**Source text**

>>>

Monday, August 10, 2009

The Fruit Hunters: A Fascinating Read

"Every time we eat a fruit, we're tasting forgotten histories." (p.11)

It seems that many people choose to ignore the Introduction at the start of books. They want to get right into the heart of the story and often feel the introduction will be boring, uninformative or repetitive. That can be a mistake though as some introductions are very worthy. The Introduction to this book is not to be missed.

The Fruit Hunters: A Story of Nature, Adventure, Commerce and Obsession by Adam Leith Gollner (Renouf Publishing Company, Ltd, March 2009, $19.95) is a trade-sized paperback of 280 pages. Adam has written for several magazines, is the former editor of Vice Magazine, and is a musician. This is his first book and I hope not his last. The book is an eclectic blend of plentiful and fascinating information about many aspects of fruit. It also is deserving of my highest recommendation.

This book hooked me from the start, the Introduction providing an intriguing beginning on the discussion of fruit. Adam is a skilled writer, presenting one interesting fact after another about the wide world of fruit. His writing style is compelling, making for an easy and satisfying read. The book also motivated me to seek out more information about fruit, especially some of the items that Adam mentioned.

I was unaware of the multitude of fruits that are eaten all around the world, yet rarely, if ever, make it to the U.S. There are about 70-80,000 edible fruits around the world. The exotic fruits sound so enticing, so delicious, that I hope more and more of those fruits end up on our shores and into our markets and stores. Just some of their names are so evocative: zombi apples, Congo goobers, bastard cherries, num-nums, pincushion fruit, emu apple, and sword fruits.

The book begins defining "fruit", noting how the term can be defined differently dependent on context. Technically, a fruit is any plant part containing a seed. This greatly expands what we might commonly consider to be fruits. For example, green peppers, cucumbers and corn are all technically fruit, not that most people though would consider them so.

<<<

**Extracted data**
>>>

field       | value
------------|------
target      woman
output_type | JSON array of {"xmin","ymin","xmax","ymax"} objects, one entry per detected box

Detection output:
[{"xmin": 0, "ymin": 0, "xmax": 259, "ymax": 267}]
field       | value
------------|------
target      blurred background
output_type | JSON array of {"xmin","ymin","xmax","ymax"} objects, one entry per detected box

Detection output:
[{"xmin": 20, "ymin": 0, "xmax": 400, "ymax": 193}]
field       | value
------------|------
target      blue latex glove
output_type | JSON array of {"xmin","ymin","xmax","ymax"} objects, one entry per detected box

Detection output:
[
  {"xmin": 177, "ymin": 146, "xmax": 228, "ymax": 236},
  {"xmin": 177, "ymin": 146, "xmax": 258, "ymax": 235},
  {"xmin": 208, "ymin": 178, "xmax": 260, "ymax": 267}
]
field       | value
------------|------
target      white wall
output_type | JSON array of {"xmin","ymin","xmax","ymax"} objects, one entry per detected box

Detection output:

<<<

**Work request**
Please give the technical definition of a fruit from the book review above.

**Exercise output**
A fruit is any plant part containing a seed.